> [DOCUMENT EXCERPT]
Start of Block

Saturday Jan. 28th, 2012 shown bright, clear and calm in the afternoon, making it a perfect day for flying.
Finally weather and peoples schedules came together to make the first flight on Don London’s RV-8A at Scappoose, OR. Dan Forney (RV-12 builder) flew with me in my -9A from Troutdale and Ray Peabody flew over in his -9A from Mulino. Don & his wife Dixie met us at KSPB at 1:30.
This is Don’s 3rd RV build, starting with one of the early RV-4’s; RV-6A and this, his RV-8A. Unfortunately for Don, he lost his FAA medical during the build period. When a friend suggested I do the flight testing, I worked out the details with Don, which brought us to today.
First flight is about establishing power train stability, instrumentation operation, aircraft rigging and indicated stall speed. I wanted the loaded CG to be at about the forward 1/3rd of the envelop, which required 80 lbs of ballast in the baggage area.
The one unusual aspect of Don’s -8A is a Swiss muffler system. The effectiveness of this will be evaluated as part of test program. Ground observers thought the airplane sounded noticeably quieter than other RV’s, but we will be taking actual decibel readings at some point.
With all preflight and briefing matters taken care of, I taxied out to Runway 15 and waited my turn. Traffic was actually pretty busy, it seems EVERYONE was out flying today. Lined up on the runway and slowly fed in the throttle, rudder authority was immediately available for steering. Within about 8 seconds I had in full throttle and compared to my -9A, the acceleration was breath taking. The nose easily lifted off the runway with normal aft stick pressure, held it off and within a few more seconds we were airborne. There was no adverse roll force or yaw and max RPM was stable at 2660. Oil & fuel pressures were stable, EGT & CHT values were “normal”, Fuel flow transmitter indicated 6.4 GPH, clearly that was wrong, but because EGT’s were all less than 1300 deg F at this power level, I knew there was good fuel flow.

End of Block

> [DIRECTIONS]
#1 In the account of the RV-8A's first flight, retype everything from "This is Don’s" down to "the baggage area.".
#2 In the account of the RV-8A's first flight, how much ballast went into the baggage area?
#3 Carry on the account of the RV-8A's first flight from where it stops.
The lines that come next are drawn from a separate source.

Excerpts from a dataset
Start of Block

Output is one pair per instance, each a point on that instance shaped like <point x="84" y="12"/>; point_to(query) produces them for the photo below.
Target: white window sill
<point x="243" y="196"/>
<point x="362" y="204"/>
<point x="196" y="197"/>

End of Block

> [RESPONSES TO THE EXERCISE]
#1
This is Don’s 3rd RV build, starting with one of the early RV-4’s; RV-6A and this, his RV-8A. Unfortunately for Don, he lost his FAA medical during the build period. When a friend suggested I do the flight testing, I worked out the details with Don, which brought us to today.
First flight is about establishing power train stability, instrumentation operation, aircraft rigging and indicated stall speed. I wanted the loaded CG to be at about the forward 1/3rd of the envelop, which required 80 lbs of ballast in the baggage area.

#2 80 lbs

#3
Within 1 orbit of the airport I leveled off at 3500 ft; full throttle MP was 27” so I slowly pulled the prop back to 2500 RPM. At 3500 ft I clearly knew I had a well trained Stallion in my hands!! By the second orbit, I knew I really want one of these!! Well…at least I can dream.
The next 50 minutes was a matter of maintaining this power level for engine break-in and monitoring the engine. Average CHT at the start was 371 and at 50 min it was down to 358, a good sign of rings breaking in. Oil temperature was stable at 180 Deg F. With no wheel pants, indicated airspeed was 175 mph! I called Portland Approach for transponder Mode C check and they matched exactly my indicated altitude.
The engine/prop is extremely smooth. I also noticed a distinct lack of cockpit floor vibration, which has been noticeable in other RV’s I’ve flown in. It would clearly seem related to the exhaust system mufflers, which in this installation doesn’t permit the pressure pulses under the cockpit floor.
The airplane is in perfect rig, no tendency to roll with neutral trim and the ball is perfectly centered.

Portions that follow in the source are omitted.